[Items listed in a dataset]
= = = = =
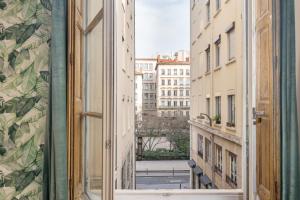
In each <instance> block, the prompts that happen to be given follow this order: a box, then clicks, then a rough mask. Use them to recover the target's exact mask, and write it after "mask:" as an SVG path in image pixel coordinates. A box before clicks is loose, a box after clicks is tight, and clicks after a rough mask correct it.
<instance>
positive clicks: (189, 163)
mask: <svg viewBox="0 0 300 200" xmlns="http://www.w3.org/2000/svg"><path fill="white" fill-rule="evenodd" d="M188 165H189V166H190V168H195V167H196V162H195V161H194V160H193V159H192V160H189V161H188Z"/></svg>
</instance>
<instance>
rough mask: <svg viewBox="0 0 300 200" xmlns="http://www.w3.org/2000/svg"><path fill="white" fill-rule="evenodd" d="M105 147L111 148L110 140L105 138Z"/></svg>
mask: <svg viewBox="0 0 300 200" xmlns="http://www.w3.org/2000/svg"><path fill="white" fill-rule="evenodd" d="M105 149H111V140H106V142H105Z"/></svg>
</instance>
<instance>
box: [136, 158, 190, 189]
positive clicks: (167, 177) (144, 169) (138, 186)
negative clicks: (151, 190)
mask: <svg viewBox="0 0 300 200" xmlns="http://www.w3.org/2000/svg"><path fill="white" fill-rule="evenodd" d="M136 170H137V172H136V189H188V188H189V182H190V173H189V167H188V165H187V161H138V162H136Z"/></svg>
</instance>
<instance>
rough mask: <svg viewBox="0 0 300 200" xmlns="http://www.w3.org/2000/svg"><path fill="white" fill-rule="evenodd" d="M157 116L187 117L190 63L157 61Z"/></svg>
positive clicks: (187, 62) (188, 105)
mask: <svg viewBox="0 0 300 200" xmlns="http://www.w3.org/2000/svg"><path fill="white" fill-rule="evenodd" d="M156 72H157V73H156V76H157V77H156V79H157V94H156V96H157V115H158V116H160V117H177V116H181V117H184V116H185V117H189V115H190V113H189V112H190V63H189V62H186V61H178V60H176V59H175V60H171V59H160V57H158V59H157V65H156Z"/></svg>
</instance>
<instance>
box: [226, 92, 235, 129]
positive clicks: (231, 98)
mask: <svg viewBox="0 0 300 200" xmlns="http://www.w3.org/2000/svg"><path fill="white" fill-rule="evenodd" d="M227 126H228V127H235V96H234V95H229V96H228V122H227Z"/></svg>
= = = = =
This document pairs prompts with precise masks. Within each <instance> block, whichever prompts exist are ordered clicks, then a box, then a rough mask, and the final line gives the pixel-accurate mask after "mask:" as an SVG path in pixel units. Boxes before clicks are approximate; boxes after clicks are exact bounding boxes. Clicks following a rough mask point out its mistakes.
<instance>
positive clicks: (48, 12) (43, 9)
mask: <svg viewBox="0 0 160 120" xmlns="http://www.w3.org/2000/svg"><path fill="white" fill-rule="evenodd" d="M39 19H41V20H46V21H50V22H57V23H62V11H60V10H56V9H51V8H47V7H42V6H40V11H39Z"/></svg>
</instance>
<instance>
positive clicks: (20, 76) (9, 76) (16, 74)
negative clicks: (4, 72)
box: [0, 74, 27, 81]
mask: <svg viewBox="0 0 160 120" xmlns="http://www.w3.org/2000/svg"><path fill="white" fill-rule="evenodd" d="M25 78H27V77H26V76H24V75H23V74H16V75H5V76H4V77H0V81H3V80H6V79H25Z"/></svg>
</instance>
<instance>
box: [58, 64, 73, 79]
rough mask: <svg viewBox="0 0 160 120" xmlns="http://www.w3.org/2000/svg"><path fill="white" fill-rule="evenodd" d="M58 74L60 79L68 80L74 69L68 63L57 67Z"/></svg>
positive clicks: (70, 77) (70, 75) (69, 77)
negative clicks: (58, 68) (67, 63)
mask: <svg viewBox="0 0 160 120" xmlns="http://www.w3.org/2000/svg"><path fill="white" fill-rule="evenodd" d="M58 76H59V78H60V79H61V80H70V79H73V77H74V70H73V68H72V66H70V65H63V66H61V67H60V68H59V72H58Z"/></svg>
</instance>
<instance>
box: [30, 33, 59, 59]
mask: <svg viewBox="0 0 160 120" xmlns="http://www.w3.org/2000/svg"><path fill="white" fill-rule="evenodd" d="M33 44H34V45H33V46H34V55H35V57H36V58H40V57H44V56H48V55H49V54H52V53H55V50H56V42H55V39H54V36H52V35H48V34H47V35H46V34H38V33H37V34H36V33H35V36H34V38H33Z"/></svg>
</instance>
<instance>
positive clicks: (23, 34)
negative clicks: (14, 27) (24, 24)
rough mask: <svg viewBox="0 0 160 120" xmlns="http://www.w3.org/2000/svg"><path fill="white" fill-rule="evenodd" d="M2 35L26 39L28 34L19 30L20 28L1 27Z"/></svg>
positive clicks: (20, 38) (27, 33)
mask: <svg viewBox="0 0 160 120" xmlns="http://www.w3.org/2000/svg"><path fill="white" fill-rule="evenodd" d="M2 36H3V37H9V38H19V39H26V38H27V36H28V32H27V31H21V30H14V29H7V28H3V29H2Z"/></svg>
= = = = =
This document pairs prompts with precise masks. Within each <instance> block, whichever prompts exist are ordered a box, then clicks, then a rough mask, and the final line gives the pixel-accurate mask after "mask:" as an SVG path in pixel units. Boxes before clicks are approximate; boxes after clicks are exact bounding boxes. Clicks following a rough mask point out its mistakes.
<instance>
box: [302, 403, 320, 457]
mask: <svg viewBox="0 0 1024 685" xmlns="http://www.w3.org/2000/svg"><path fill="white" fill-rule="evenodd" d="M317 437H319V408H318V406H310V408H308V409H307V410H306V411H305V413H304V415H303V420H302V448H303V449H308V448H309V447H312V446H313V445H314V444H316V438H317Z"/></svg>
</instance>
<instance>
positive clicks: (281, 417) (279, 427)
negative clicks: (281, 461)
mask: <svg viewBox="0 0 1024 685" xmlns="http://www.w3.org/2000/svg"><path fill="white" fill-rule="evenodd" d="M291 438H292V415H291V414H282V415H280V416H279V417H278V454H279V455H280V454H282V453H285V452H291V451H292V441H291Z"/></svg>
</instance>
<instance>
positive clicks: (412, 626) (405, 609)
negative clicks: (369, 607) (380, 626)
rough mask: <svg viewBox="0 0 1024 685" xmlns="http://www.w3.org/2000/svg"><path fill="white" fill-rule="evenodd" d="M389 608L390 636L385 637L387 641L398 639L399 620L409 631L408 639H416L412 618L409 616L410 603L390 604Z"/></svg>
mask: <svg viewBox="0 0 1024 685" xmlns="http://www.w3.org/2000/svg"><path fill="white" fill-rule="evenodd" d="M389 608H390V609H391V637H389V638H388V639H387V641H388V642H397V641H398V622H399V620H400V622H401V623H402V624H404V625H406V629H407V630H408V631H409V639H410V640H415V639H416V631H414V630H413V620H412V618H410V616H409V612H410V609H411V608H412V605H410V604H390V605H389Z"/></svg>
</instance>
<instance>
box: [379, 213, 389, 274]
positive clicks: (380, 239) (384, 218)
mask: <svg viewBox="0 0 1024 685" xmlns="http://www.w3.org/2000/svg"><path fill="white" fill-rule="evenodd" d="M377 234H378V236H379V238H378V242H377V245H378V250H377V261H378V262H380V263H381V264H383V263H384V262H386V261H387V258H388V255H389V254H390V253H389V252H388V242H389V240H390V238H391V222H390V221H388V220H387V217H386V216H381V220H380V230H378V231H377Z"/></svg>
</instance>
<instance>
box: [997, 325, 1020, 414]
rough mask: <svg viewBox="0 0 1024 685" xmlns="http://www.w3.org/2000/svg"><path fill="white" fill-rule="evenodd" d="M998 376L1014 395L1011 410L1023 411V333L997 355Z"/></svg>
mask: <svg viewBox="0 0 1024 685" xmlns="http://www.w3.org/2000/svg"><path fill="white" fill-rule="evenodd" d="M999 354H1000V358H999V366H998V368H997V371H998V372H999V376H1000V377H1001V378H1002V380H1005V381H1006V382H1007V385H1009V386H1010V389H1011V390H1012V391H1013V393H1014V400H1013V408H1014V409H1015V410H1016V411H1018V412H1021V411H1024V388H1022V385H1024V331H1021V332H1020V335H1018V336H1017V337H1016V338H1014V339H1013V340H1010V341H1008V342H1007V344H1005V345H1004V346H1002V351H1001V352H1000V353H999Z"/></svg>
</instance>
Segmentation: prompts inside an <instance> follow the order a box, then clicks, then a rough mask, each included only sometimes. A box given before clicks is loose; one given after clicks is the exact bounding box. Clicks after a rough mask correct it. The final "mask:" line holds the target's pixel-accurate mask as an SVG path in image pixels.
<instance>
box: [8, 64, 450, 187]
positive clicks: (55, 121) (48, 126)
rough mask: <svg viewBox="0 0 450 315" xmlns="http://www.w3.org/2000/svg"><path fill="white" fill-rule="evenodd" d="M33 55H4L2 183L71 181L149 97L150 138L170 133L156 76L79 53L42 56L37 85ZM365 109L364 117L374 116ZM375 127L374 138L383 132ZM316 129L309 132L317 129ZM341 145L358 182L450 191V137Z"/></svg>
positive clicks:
= = = = =
Please show, exactly as written, every line above that contains the word "given".

» **OUTPUT OF THE EXERCISE**
In each <instance> block, the prompts that happen to be given follow this order: a box, then clicks, then a rough mask. Use them to recover the target's exact mask, and write it after "mask:" as an SVG path in image pixel coordinates. A box before clicks is loose, a box after clicks is tight, and clicks after a rough mask correct it.
Segmentation: prompts inside an <instance> follow the order a box, then clicks, then a rough mask, each included only sometimes. A box given before clicks is loose; one given after clicks is the exact bounding box. Clicks after a rough mask correct it. The final "mask:" line holds the target's pixel-accurate mask as an SVG path in image pixels.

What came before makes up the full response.